_PROBLEM REQUIREMENTS:_ Reproduce the rows starting at the line containing "indicate the helicopter nose, a" and ending at the line containing "column 394, row 295", substituting "landing gear" for "landing skid" and leaving everything else unchanged. Omit the pictures from your answer.

_RECORDS FOR THIS EXERCISE:_

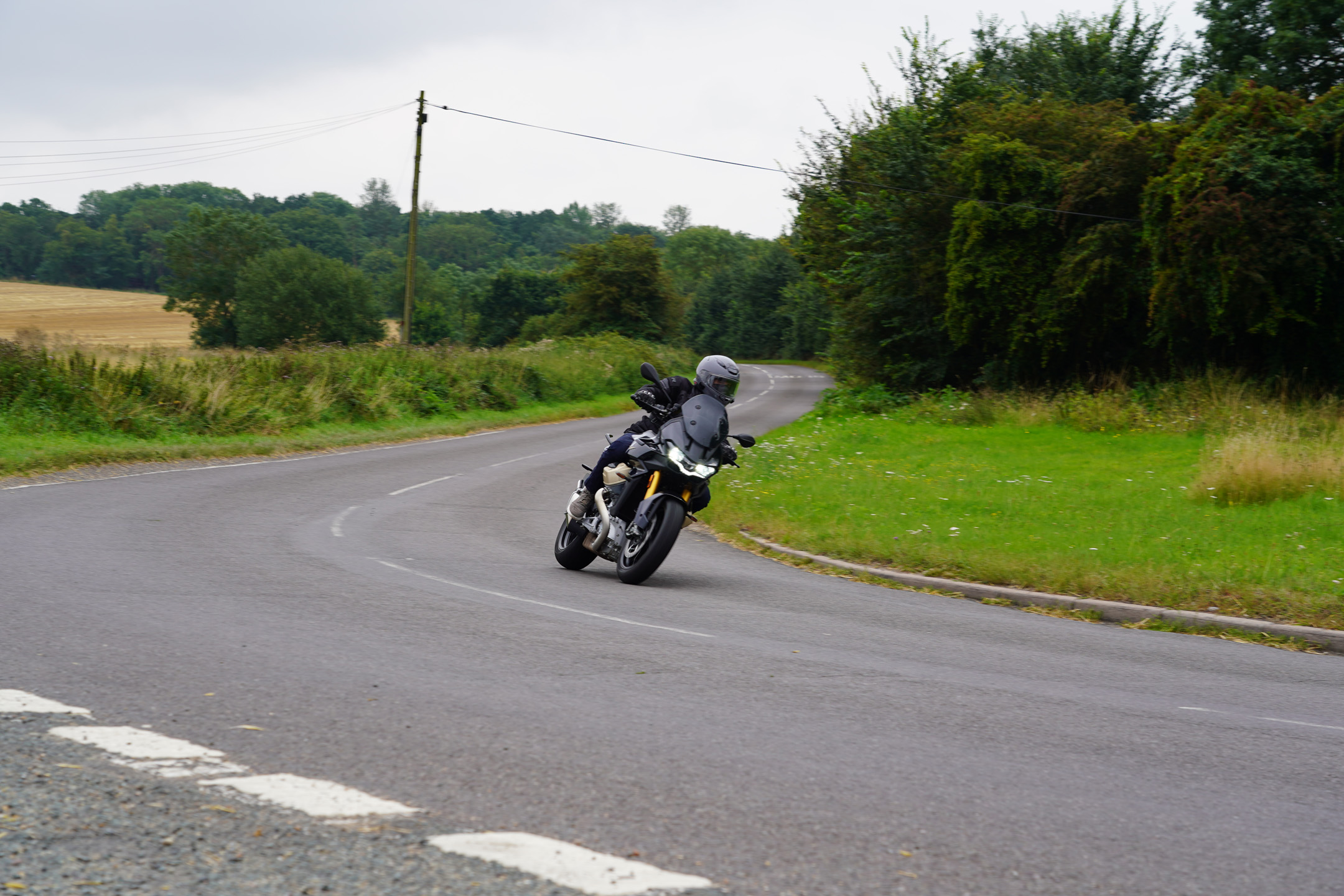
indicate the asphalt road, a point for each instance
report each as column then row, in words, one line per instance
column 773, row 730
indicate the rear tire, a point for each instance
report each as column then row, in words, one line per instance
column 653, row 548
column 569, row 547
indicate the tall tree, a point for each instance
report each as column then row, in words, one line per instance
column 319, row 230
column 675, row 219
column 513, row 297
column 81, row 256
column 206, row 254
column 1292, row 45
column 380, row 210
column 1086, row 60
column 620, row 286
column 296, row 294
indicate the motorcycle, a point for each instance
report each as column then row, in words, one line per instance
column 644, row 504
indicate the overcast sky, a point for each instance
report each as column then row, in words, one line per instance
column 735, row 80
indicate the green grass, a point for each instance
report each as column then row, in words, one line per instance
column 46, row 452
column 76, row 406
column 1047, row 506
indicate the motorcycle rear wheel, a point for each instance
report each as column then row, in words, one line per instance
column 569, row 548
column 653, row 547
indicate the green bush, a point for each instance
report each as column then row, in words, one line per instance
column 154, row 394
column 299, row 296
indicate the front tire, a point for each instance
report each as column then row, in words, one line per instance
column 569, row 547
column 642, row 559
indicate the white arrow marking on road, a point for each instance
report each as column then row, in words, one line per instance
column 340, row 518
column 409, row 488
column 24, row 702
column 567, row 864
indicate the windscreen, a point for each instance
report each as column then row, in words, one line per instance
column 706, row 421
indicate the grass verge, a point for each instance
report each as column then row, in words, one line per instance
column 1282, row 643
column 42, row 453
column 1047, row 505
column 77, row 406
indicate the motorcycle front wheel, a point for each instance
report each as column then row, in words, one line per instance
column 644, row 555
column 569, row 547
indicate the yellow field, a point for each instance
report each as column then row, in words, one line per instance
column 90, row 316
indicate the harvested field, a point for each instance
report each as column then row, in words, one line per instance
column 90, row 316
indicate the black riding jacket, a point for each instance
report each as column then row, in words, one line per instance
column 678, row 387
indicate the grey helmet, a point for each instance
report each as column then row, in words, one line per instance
column 718, row 375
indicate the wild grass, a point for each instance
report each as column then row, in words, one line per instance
column 77, row 404
column 1097, row 495
column 1244, row 636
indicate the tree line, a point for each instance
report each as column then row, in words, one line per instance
column 258, row 272
column 1077, row 199
column 1090, row 198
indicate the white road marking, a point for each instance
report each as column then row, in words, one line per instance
column 1290, row 722
column 541, row 604
column 454, row 476
column 135, row 743
column 24, row 702
column 340, row 518
column 320, row 798
column 185, row 767
column 280, row 460
column 521, row 459
column 567, row 864
column 154, row 753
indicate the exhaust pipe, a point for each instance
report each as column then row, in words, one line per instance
column 595, row 542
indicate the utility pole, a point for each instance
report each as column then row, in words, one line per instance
column 410, row 240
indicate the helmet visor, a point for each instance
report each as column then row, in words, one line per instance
column 725, row 387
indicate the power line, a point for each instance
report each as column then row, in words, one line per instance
column 783, row 171
column 24, row 180
column 141, row 152
column 205, row 133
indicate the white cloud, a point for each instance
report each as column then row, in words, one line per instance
column 735, row 80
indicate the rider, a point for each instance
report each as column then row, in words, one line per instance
column 716, row 375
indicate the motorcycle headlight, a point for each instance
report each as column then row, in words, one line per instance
column 689, row 467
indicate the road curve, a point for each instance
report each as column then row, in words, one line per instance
column 394, row 621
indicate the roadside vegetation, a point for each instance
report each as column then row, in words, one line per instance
column 1137, row 495
column 76, row 406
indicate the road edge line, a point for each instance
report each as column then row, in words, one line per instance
column 1109, row 610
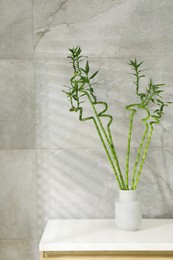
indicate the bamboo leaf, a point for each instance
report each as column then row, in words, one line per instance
column 87, row 67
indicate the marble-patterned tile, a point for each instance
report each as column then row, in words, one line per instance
column 148, row 29
column 18, row 249
column 17, row 194
column 73, row 183
column 17, row 104
column 103, row 28
column 16, row 29
column 95, row 25
column 59, row 128
column 156, row 184
column 79, row 183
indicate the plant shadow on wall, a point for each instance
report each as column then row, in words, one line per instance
column 150, row 103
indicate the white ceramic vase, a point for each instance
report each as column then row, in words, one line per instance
column 128, row 211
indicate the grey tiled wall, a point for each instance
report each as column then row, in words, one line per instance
column 52, row 165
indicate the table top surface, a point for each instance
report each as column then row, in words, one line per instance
column 102, row 235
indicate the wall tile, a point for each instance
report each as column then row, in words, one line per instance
column 17, row 194
column 18, row 249
column 79, row 183
column 156, row 185
column 16, row 29
column 148, row 29
column 94, row 25
column 103, row 28
column 17, row 104
column 73, row 183
column 57, row 127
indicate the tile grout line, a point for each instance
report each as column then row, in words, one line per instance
column 35, row 104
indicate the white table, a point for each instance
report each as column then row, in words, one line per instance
column 100, row 239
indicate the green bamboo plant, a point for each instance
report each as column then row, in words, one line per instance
column 81, row 90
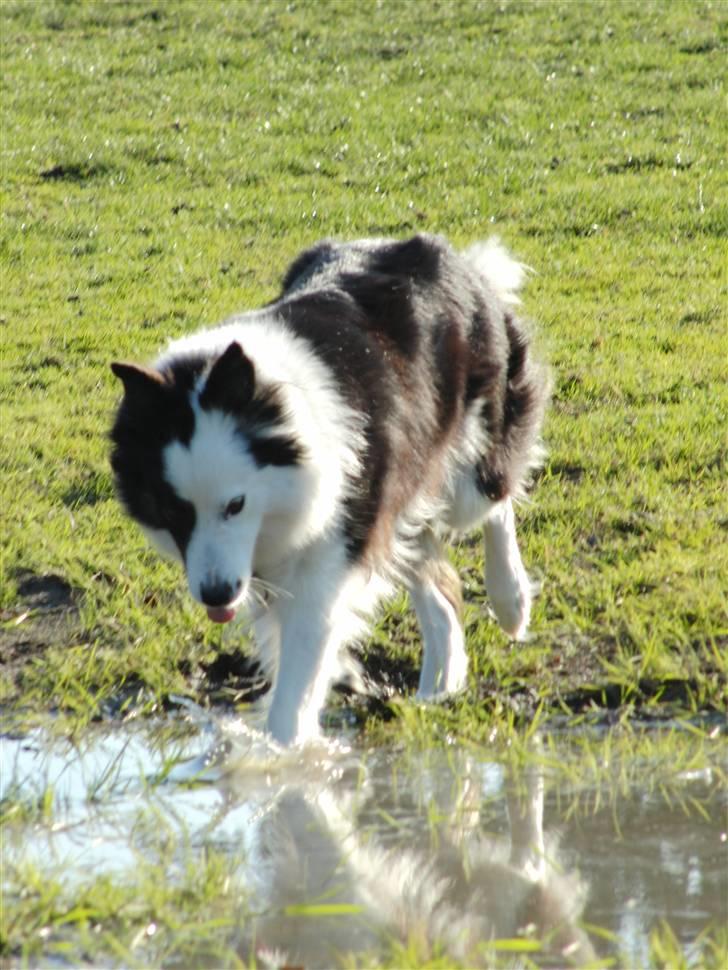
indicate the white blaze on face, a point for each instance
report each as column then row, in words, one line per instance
column 213, row 471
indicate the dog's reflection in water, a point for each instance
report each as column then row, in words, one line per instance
column 333, row 879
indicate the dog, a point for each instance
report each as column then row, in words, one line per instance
column 303, row 459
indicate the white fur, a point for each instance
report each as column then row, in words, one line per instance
column 508, row 586
column 505, row 274
column 290, row 530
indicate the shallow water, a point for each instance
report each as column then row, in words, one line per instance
column 577, row 851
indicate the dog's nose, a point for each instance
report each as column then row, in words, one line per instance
column 219, row 593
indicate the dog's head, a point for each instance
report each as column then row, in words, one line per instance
column 195, row 443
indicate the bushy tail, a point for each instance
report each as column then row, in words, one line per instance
column 505, row 274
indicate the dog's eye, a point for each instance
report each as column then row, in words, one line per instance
column 234, row 506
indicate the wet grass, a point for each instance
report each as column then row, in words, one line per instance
column 185, row 896
column 200, row 146
column 163, row 162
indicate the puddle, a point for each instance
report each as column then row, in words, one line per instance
column 571, row 856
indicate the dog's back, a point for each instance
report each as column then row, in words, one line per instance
column 327, row 445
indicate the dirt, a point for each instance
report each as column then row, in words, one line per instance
column 46, row 615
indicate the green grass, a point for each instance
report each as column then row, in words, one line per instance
column 162, row 163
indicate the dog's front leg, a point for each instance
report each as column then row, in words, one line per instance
column 315, row 623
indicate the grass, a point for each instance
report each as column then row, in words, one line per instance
column 162, row 163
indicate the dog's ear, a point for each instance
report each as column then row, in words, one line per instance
column 138, row 381
column 230, row 383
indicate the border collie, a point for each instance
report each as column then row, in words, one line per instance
column 302, row 459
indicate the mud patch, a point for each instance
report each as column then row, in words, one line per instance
column 45, row 615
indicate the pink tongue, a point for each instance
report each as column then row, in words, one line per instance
column 220, row 614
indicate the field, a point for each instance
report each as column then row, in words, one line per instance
column 161, row 165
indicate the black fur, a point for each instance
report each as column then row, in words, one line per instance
column 396, row 321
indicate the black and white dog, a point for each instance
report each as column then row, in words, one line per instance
column 301, row 459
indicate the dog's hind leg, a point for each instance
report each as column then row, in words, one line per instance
column 506, row 582
column 437, row 598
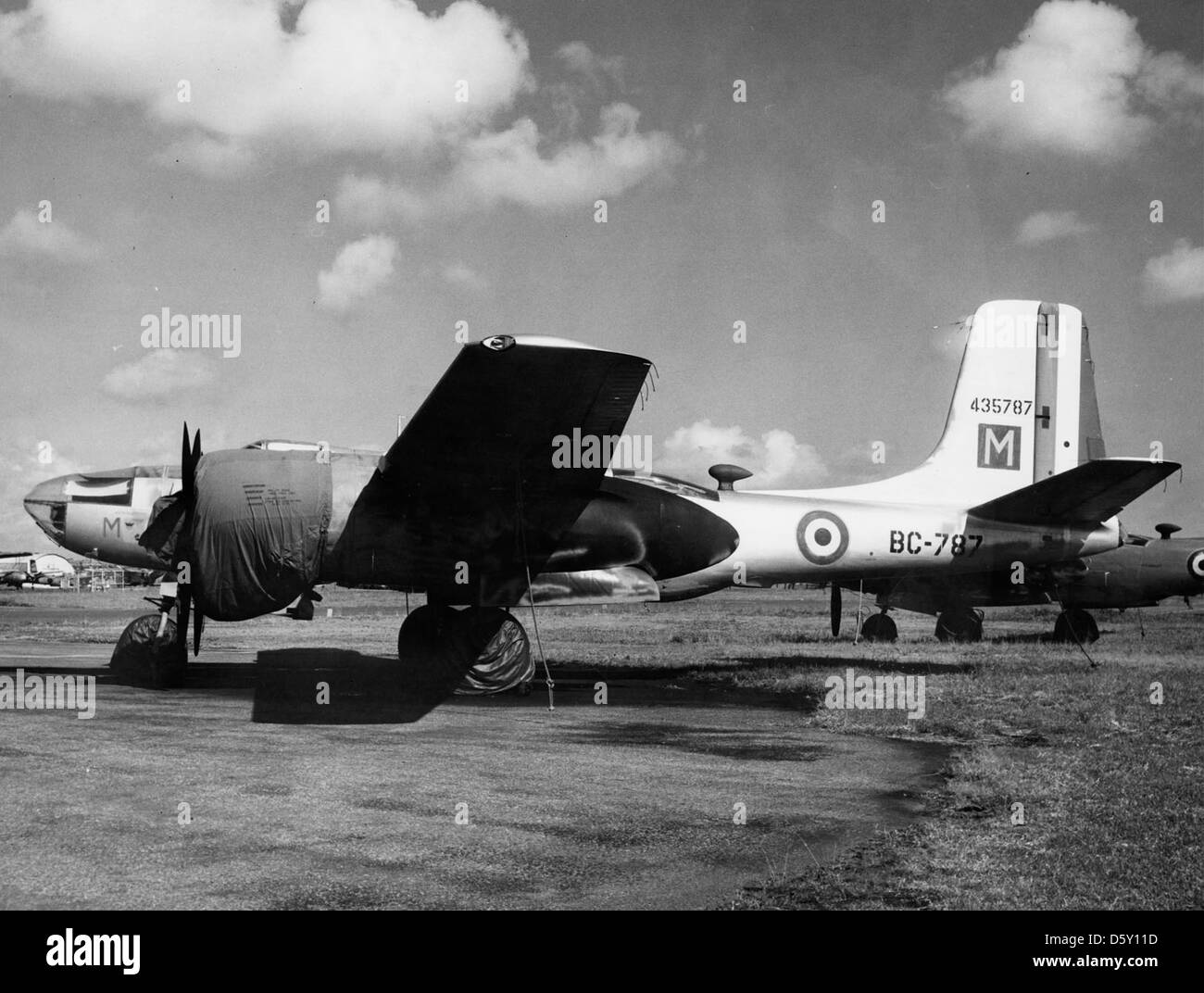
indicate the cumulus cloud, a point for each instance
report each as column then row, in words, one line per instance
column 777, row 458
column 1179, row 274
column 1091, row 85
column 359, row 270
column 345, row 76
column 1050, row 225
column 426, row 92
column 508, row 166
column 159, row 374
column 27, row 236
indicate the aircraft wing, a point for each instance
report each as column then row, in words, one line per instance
column 1088, row 494
column 470, row 487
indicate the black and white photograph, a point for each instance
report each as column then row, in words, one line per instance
column 615, row 455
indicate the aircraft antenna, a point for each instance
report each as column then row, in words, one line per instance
column 534, row 620
column 1074, row 634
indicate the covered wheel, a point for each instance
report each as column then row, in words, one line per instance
column 1075, row 625
column 141, row 656
column 959, row 623
column 879, row 627
column 484, row 647
column 504, row 658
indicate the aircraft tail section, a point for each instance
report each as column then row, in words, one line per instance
column 1023, row 407
column 1086, row 495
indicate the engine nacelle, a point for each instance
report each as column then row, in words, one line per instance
column 257, row 530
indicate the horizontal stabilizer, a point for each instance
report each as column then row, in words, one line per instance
column 1087, row 494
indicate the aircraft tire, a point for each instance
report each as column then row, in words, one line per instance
column 422, row 632
column 879, row 627
column 144, row 659
column 959, row 625
column 502, row 650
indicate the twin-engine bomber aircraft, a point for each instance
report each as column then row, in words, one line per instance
column 466, row 506
column 470, row 507
column 1018, row 479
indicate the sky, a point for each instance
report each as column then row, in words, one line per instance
column 354, row 181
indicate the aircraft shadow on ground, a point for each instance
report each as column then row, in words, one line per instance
column 335, row 686
column 806, row 663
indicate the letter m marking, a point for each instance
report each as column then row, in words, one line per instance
column 998, row 446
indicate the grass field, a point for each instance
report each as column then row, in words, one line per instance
column 1111, row 784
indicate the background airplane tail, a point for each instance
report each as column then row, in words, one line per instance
column 1023, row 406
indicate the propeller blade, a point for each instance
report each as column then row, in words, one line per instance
column 189, row 455
column 183, row 601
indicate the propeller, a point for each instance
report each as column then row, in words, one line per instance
column 188, row 459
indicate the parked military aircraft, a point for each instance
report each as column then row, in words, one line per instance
column 1019, row 477
column 468, row 506
column 1139, row 573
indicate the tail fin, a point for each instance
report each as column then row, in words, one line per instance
column 1023, row 407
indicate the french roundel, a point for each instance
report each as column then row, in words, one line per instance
column 822, row 537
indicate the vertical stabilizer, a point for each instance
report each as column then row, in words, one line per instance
column 1023, row 407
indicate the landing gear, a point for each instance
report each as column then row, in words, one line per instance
column 879, row 627
column 959, row 623
column 145, row 656
column 1075, row 625
column 484, row 647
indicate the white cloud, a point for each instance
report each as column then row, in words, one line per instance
column 602, row 71
column 1050, row 225
column 25, row 235
column 508, row 168
column 159, row 374
column 359, row 270
column 465, row 278
column 777, row 459
column 352, row 75
column 1179, row 274
column 1091, row 85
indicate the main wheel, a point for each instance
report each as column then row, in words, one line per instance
column 141, row 656
column 879, row 627
column 422, row 631
column 484, row 647
column 504, row 652
column 1075, row 625
column 959, row 623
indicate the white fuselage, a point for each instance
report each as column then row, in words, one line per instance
column 811, row 537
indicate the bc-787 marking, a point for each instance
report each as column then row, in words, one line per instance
column 913, row 543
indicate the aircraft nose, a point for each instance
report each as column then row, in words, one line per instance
column 47, row 505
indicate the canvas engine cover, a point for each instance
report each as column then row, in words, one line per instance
column 257, row 531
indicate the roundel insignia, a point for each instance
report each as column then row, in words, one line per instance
column 822, row 537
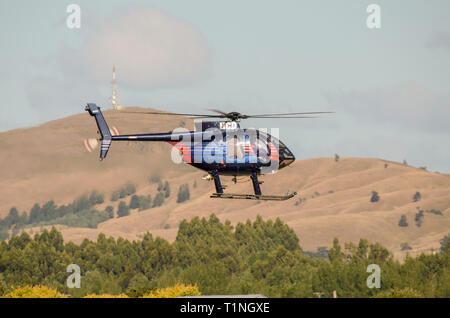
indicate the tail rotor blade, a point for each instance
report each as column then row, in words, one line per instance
column 90, row 144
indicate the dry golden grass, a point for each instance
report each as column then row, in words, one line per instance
column 49, row 162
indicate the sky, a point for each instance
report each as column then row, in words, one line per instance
column 389, row 86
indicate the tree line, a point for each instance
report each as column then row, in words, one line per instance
column 259, row 257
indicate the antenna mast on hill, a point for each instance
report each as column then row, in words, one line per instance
column 114, row 92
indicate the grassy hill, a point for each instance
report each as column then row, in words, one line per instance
column 49, row 163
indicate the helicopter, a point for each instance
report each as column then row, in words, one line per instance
column 219, row 147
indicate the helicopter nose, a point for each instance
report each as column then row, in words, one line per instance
column 286, row 157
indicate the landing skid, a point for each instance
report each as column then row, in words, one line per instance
column 252, row 196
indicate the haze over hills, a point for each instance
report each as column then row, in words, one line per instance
column 49, row 162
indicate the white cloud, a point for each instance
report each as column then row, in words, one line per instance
column 150, row 48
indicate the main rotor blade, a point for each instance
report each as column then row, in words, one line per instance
column 289, row 114
column 175, row 114
column 218, row 111
column 262, row 117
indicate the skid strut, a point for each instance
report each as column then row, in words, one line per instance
column 217, row 183
column 257, row 196
column 255, row 182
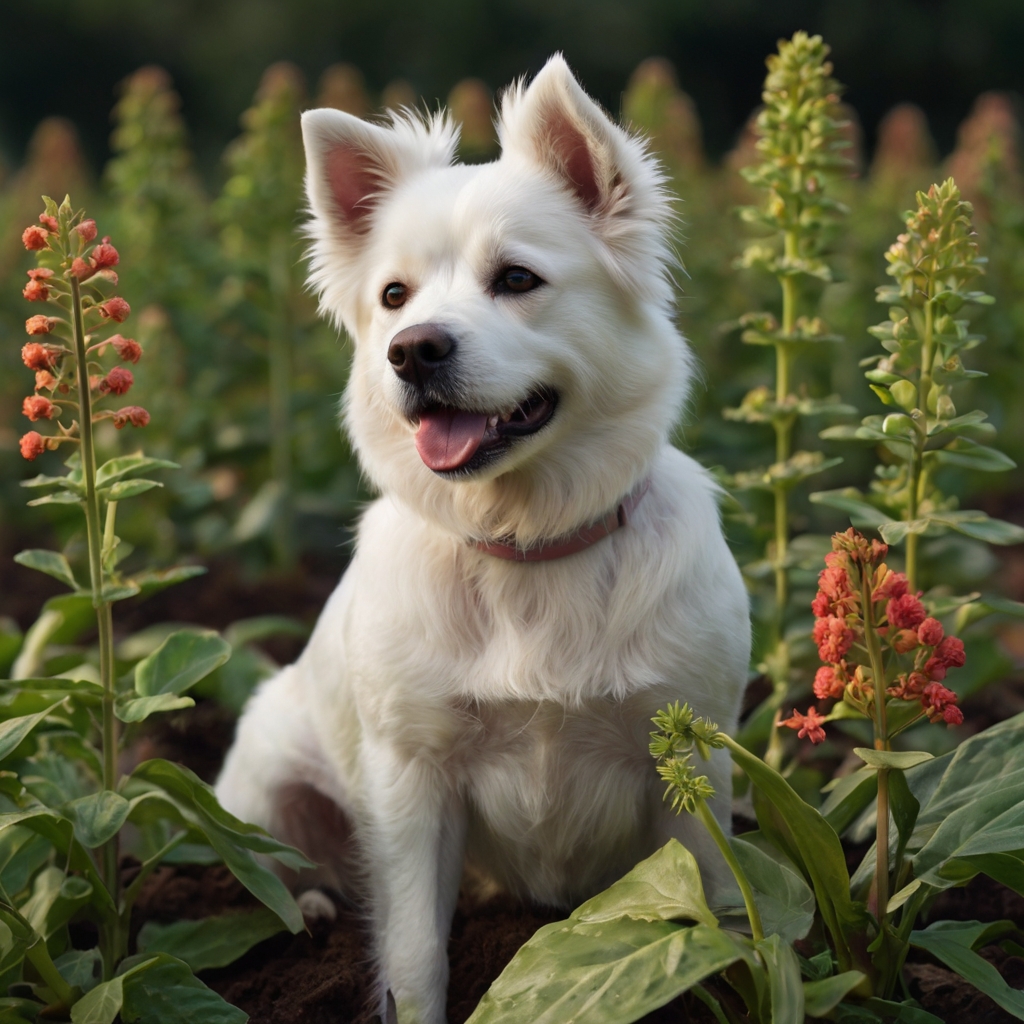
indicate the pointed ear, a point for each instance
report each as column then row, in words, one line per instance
column 351, row 164
column 558, row 128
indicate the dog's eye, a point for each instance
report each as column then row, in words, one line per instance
column 516, row 280
column 394, row 295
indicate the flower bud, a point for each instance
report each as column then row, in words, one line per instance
column 81, row 269
column 36, row 291
column 37, row 356
column 32, row 445
column 118, row 381
column 36, row 407
column 40, row 325
column 34, row 239
column 116, row 309
column 134, row 415
column 127, row 348
column 104, row 255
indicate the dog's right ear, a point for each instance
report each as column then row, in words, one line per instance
column 351, row 165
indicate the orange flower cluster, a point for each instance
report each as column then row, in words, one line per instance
column 61, row 261
column 855, row 572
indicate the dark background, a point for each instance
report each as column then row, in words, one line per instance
column 67, row 56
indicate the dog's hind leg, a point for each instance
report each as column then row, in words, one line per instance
column 275, row 776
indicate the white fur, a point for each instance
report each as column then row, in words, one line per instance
column 450, row 702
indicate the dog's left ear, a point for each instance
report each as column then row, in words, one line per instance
column 619, row 184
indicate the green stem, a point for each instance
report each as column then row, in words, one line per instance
column 881, row 743
column 104, row 622
column 711, row 823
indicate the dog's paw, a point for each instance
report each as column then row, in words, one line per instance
column 316, row 906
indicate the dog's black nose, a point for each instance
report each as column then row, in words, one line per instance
column 419, row 351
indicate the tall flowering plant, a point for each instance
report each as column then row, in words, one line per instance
column 60, row 735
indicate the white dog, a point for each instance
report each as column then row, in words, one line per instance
column 543, row 571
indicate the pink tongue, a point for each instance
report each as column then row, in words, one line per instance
column 448, row 438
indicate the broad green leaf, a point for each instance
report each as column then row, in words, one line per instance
column 821, row 996
column 665, row 887
column 607, row 973
column 129, row 465
column 952, row 945
column 97, row 817
column 235, row 841
column 783, row 899
column 14, row 730
column 103, row 1003
column 57, row 498
column 804, row 836
column 180, row 662
column 167, row 992
column 891, row 759
column 139, row 709
column 50, row 562
column 785, row 986
column 128, row 488
column 211, row 942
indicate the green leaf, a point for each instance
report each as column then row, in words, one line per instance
column 128, row 488
column 821, row 996
column 167, row 992
column 180, row 662
column 607, row 973
column 950, row 942
column 783, row 899
column 233, row 840
column 129, row 465
column 102, row 1005
column 891, row 759
column 804, row 836
column 211, row 942
column 665, row 887
column 50, row 562
column 14, row 730
column 97, row 817
column 139, row 709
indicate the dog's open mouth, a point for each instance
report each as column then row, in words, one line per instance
column 456, row 440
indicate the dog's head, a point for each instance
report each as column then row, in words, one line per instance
column 516, row 367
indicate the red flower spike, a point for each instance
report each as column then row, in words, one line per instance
column 135, row 415
column 37, row 356
column 81, row 269
column 32, row 445
column 116, row 309
column 930, row 632
column 104, row 255
column 36, row 407
column 40, row 325
column 118, row 381
column 905, row 612
column 34, row 239
column 808, row 726
column 127, row 348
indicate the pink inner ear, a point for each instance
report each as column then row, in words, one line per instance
column 353, row 179
column 578, row 162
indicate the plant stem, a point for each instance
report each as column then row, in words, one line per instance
column 711, row 823
column 104, row 620
column 881, row 743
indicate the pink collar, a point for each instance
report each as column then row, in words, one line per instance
column 572, row 543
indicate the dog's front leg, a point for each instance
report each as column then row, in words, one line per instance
column 416, row 849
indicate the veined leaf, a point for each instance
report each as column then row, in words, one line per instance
column 129, row 465
column 180, row 662
column 50, row 562
column 211, row 942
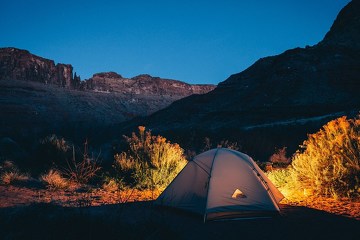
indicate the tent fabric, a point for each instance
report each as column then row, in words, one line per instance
column 222, row 183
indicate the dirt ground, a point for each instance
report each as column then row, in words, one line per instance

_SOLUTION:_
indicate the helicopter nose, a point for each instance
report each as column then row, in words, one line per instance
column 286, row 157
indicate the landing gear, a point for each instance
report each as column then row, in words, one line per instance
column 252, row 196
indicate the haze over hills, a point for each instance
report each as column then row, in words, one line per instance
column 49, row 162
indicate the white cloud, a point for each instance
report each as column then row, in words, one line per instance
column 150, row 48
indicate the main rotor blade, a point for each instance
report each as column then row, in words, one line per instance
column 289, row 114
column 175, row 114
column 218, row 111
column 262, row 117
indicate the skid strut, a point for each instance
report each as column then row, in words, one line per instance
column 217, row 183
column 257, row 196
column 255, row 182
indicate the pointed ear, a point for each instance
report each as column then row, in words, one line per instance
column 351, row 164
column 558, row 128
indicate the dog's eye, a point for each instance
report each as column then row, in words, one line per instance
column 516, row 280
column 394, row 295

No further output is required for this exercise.